Exercise aim:
Whenever a line of the records below contains the word "ceiling", copy that line.

· · · ·

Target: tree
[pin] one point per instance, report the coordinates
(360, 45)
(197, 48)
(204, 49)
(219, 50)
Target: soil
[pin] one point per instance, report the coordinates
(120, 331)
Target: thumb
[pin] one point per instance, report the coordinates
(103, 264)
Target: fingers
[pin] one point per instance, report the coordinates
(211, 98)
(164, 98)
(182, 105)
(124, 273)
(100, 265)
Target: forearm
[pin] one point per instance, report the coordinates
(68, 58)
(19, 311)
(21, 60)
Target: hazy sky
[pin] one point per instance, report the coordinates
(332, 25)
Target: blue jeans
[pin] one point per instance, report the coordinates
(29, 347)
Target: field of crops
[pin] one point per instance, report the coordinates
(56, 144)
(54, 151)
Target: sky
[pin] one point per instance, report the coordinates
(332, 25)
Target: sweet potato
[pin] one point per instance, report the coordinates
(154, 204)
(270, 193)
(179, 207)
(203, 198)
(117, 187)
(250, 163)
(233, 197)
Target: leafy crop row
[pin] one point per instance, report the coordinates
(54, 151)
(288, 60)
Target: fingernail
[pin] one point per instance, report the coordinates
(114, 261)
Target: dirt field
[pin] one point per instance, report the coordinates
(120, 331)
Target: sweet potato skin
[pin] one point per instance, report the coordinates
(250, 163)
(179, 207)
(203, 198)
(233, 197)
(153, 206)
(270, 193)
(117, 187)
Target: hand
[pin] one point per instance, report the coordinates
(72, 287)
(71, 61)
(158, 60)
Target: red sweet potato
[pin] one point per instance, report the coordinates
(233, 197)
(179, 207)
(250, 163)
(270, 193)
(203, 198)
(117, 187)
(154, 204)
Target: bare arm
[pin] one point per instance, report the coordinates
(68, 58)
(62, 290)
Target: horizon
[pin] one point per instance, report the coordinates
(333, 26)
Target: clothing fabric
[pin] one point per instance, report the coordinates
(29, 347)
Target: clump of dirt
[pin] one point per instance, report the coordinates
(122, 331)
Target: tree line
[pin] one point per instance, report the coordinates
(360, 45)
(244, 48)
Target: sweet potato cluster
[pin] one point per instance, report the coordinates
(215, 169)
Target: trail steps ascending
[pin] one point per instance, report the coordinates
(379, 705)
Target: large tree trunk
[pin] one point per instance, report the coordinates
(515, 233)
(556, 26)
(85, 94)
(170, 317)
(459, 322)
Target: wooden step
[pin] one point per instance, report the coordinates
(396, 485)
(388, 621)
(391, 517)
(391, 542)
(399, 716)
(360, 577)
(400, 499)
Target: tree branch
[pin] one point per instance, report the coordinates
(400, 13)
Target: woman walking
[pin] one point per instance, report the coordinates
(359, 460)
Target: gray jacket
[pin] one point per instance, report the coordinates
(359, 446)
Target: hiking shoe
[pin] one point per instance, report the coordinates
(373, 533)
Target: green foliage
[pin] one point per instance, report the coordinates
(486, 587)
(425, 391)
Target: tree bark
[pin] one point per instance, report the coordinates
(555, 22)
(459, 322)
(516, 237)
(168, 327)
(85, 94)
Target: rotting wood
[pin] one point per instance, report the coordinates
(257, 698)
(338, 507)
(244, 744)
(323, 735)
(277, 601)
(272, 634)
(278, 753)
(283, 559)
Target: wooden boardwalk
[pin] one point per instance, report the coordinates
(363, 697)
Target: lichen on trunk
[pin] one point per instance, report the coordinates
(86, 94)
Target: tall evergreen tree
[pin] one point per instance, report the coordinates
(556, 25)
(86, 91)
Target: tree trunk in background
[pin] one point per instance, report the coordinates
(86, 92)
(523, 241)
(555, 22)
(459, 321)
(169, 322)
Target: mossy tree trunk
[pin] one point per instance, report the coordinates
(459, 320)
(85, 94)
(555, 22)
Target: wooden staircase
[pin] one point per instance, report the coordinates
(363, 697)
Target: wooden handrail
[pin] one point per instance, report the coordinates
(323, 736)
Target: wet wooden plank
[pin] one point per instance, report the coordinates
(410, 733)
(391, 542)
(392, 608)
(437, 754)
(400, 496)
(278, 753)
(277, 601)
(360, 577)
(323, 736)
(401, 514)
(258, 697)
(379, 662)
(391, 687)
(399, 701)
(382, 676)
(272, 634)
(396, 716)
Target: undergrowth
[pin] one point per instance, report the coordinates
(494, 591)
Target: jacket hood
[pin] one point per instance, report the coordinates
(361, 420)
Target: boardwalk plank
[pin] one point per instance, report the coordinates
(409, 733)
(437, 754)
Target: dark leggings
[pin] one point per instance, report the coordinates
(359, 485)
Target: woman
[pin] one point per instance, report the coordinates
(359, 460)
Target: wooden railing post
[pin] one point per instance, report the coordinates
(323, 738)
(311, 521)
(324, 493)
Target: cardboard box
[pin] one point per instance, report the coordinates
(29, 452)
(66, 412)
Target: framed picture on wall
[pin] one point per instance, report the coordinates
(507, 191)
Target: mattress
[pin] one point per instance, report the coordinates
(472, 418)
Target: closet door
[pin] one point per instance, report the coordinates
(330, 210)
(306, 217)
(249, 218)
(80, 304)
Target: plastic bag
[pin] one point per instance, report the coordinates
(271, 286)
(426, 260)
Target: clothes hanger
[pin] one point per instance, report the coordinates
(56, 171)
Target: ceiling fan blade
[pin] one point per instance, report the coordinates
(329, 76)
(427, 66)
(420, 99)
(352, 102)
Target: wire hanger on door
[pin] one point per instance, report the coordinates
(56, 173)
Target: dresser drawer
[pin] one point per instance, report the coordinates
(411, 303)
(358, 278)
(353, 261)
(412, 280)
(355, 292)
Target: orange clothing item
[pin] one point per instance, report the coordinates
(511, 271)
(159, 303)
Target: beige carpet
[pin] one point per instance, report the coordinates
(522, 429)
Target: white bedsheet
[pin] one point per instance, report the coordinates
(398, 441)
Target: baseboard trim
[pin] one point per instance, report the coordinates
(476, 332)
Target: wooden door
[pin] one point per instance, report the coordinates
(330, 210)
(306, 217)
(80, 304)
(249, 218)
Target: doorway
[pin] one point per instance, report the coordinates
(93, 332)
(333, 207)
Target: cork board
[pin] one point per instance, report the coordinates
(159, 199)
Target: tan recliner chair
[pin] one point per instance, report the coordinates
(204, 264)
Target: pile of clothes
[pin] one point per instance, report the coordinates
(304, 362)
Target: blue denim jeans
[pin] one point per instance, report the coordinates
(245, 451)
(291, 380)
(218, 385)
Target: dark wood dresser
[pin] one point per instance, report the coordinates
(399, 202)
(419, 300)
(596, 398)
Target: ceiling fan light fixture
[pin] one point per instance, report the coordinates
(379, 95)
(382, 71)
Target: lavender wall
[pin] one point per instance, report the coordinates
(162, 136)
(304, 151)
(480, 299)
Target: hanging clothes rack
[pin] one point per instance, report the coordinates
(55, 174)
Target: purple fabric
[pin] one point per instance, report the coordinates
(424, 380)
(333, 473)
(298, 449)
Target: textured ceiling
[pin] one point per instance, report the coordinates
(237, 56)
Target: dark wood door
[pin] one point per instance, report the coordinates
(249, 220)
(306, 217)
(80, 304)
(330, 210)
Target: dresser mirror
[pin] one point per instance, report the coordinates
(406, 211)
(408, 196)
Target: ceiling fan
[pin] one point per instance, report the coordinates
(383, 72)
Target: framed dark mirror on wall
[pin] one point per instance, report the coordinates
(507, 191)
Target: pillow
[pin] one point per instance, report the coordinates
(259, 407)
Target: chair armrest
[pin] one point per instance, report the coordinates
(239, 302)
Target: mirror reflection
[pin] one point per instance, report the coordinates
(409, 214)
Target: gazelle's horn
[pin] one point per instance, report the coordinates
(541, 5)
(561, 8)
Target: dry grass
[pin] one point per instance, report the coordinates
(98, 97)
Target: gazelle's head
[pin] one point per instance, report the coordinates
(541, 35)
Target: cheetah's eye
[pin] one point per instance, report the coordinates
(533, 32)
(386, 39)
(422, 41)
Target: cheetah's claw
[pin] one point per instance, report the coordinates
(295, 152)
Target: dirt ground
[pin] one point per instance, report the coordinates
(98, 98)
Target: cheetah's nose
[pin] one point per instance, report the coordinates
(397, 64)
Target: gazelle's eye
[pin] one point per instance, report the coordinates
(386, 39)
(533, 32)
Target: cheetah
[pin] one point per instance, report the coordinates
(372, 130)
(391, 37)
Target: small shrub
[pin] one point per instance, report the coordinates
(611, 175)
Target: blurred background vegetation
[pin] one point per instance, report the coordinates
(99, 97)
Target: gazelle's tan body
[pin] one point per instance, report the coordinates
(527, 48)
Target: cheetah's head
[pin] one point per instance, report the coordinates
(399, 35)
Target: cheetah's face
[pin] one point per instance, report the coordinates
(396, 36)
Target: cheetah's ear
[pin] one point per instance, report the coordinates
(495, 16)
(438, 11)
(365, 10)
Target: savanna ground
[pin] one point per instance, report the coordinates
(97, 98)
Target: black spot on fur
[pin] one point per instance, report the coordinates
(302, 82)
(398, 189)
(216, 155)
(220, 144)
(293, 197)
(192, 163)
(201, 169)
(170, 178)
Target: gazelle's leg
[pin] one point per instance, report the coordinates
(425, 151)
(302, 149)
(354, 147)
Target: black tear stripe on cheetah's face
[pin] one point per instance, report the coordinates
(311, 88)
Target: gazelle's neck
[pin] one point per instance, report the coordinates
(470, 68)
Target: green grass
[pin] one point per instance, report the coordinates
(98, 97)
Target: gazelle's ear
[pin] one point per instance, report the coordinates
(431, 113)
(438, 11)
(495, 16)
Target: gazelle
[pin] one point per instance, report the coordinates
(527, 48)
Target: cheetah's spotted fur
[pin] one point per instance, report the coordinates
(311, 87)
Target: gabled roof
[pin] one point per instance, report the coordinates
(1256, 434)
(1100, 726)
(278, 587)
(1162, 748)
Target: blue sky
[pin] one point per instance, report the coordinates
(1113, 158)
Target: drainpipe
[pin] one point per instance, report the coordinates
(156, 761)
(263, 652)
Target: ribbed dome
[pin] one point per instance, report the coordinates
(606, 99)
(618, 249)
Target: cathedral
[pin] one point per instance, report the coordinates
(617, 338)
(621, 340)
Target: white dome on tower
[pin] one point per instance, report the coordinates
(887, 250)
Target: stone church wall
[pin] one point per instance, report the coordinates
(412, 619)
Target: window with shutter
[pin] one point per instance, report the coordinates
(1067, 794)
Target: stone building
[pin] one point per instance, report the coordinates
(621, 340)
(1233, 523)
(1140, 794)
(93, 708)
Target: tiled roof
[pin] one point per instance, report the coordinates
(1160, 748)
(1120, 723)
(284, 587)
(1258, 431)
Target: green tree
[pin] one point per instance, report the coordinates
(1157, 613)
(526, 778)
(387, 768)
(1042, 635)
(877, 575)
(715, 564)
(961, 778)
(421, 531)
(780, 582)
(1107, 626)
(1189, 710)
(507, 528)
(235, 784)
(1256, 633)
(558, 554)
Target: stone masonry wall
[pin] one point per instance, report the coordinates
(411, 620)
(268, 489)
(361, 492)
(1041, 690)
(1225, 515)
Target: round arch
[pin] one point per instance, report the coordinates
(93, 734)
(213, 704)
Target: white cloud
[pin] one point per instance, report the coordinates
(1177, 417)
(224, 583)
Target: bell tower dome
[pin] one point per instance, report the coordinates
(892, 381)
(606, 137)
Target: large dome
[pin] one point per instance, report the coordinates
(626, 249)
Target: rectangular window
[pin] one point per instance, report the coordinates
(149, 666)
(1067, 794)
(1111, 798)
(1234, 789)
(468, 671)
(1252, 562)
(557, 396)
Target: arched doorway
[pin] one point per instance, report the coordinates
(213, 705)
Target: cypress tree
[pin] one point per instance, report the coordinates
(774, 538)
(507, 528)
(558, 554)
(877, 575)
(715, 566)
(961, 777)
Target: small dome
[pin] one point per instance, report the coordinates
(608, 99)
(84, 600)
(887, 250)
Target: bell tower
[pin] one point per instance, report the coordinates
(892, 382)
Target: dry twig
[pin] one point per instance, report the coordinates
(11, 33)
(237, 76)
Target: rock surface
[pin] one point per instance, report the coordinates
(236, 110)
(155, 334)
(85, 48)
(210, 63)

· · · ·

Response area:
Target: ceiling fan blade
Target: ceiling fan light fixture
Target: textured ceiling
Target: ceiling fan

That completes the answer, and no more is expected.